-- Extrait fourni --
________________________________________

Février 2005 et novembre 2006

Une nouvelle trêve entre en vigueur en février 2005. Le vendredi 9 juin 2006, le Hamas déclare la trêve rompue après l’assassinat, sur la plage de Gaza, d’une famille entière. Pourtant, dès le 15 juin, le Hamas était prêt à la  rétablir, selon la déclaration du porte-parole du gouvernement, Ghazi Hamad « si le côté israélien a la ferme intention de répondre positivement à l’appel (…) pour cesser son agression. L’appel ne sera pas entendu.

Fin novembre 2006, un nouveau cessez-le-feu entrait en vigueur. Une semaine plus tard, on pouvait déjà compter 70 violations israéliennes du cessez-le-feu. Le week-end des 21-22 avril 2007 fut particulièrement meurtrier : neuf personnes, dont deux adolescents, furent assassinées. Ashraf Hanayshe, 24 ans, travaillant en alternance comme policier et chauffeur de taxi, fut victime d’un assassinat particulièrement barbare. Le mardi 24 avril 2007, le Hamas annonçait la rupture de la trêve par Israël et la reprise des tirs : 6 roquettes et 8obus, sans la moindre victime.

________________________________________

-- Liste du matériel --
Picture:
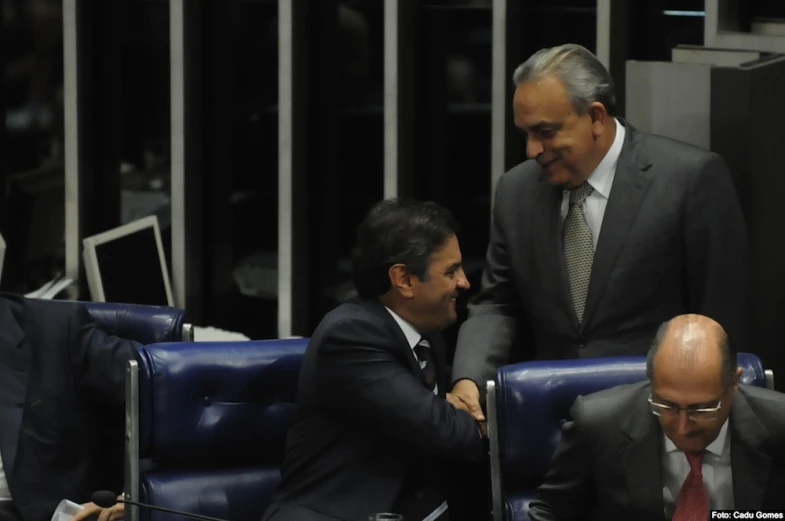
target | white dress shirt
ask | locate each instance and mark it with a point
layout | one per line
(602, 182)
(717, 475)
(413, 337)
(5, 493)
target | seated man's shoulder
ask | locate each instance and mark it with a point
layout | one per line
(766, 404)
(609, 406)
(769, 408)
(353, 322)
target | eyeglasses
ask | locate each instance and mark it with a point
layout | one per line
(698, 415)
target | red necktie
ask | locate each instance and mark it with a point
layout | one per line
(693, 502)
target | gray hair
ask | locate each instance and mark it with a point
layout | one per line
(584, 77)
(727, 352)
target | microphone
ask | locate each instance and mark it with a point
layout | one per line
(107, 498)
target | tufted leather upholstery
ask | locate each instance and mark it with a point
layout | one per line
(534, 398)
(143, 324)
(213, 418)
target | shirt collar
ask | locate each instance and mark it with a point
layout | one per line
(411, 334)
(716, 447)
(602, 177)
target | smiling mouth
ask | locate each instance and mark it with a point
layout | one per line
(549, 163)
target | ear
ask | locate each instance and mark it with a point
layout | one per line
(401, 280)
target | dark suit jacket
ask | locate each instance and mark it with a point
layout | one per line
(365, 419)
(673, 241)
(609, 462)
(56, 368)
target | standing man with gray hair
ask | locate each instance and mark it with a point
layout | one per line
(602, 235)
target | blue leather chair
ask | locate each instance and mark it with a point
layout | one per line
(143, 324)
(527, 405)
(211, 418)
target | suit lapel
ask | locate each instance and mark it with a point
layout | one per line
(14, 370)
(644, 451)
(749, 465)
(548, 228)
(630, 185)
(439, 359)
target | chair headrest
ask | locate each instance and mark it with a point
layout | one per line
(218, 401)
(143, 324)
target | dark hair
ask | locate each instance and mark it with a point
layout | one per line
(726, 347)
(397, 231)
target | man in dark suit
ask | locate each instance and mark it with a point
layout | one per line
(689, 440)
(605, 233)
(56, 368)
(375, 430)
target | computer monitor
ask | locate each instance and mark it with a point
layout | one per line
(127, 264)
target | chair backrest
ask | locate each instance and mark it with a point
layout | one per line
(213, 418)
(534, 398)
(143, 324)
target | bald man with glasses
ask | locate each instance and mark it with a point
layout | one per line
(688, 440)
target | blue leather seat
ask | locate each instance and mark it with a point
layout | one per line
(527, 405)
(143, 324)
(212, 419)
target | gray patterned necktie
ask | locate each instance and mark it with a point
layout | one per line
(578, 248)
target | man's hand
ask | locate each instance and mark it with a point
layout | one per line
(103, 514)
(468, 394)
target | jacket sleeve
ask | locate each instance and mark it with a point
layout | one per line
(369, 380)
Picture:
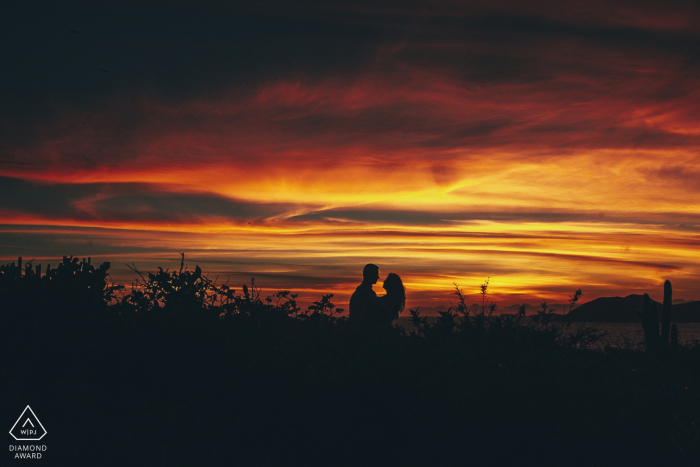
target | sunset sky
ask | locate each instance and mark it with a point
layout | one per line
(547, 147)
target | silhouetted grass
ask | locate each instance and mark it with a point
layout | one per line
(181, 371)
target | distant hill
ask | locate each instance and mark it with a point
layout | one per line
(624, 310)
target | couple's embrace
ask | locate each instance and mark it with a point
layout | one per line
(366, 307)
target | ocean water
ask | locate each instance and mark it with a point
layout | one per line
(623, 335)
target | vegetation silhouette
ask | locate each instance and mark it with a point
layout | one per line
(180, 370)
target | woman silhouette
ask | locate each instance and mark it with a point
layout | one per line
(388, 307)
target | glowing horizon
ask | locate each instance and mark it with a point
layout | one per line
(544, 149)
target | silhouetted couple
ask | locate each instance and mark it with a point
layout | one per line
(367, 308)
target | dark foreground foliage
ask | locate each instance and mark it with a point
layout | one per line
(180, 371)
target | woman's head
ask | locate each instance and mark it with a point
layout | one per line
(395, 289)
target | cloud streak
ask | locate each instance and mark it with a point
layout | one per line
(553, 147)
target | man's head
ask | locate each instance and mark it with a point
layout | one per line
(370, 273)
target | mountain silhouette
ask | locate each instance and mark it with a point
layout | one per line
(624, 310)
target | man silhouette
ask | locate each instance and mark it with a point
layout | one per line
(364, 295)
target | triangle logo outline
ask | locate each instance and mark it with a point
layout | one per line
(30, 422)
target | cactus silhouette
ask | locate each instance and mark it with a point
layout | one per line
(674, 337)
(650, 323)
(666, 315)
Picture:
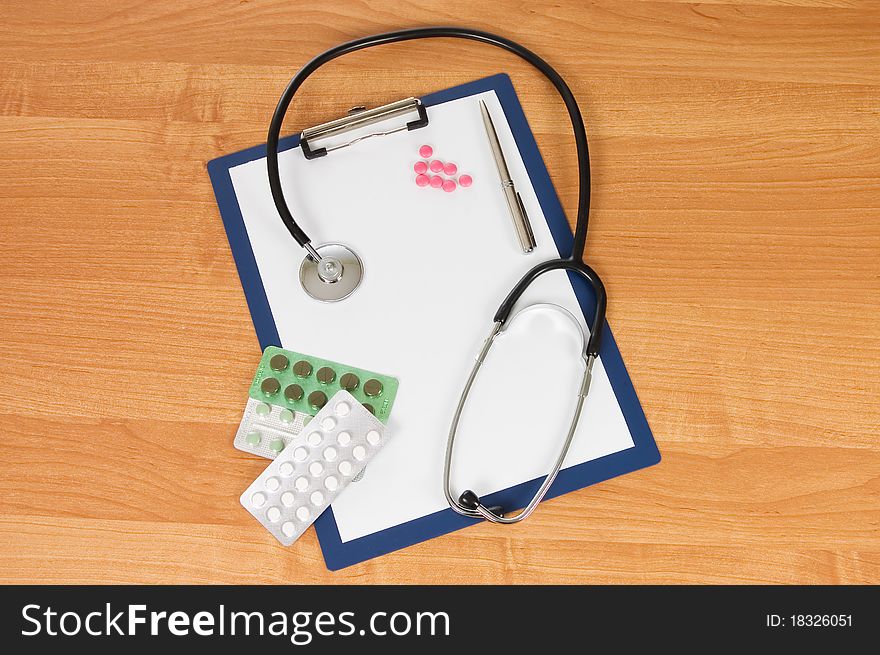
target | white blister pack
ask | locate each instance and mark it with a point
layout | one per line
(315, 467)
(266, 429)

________________________________________

-- Consigne A --
Relevez toutes les dates de l'extrait fourni qui précisent le jour du mois.
-- Consigne B --
D'après l'extrait fourni, quelles activités exerçait Ashraf Hanayshe ?
-- Consigne C --
Transcrivez l'extrait fourni à partir des mots « Fin novembre 2006, un » ; arrêtez-vous après « la moindre victime. ».

-- Réponse attendue A --
9 juin 2006 ; 15 juin ; 21-22 avril 2007 ; 24 avril 2007

-- Réponse attendue B --
Il travaillait en alternance comme policier et chauffeur de taxi.

-- Réponse attendue C --
Fin novembre 2006, un nouveau cessez-le-feu entrait en vigueur. Une semaine plus tard, on pouvait déjà compter 70 violations israéliennes du cessez-le-feu. Le week-end des 21-22 avril 2007 fut particulièrement meurtrier : neuf personnes, dont deux adolescents, furent assassinées. Ashraf Hanayshe, 24 ans, travaillant en alternance comme policier et chauffeur de taxi, fut victime d’un assassinat particulièrement barbare. Le mardi 24 avril 2007, le Hamas annonçait la rupture de la trêve par Israël et la reprise des tirs : 6 roquettes et 8obus, sans la moindre victime.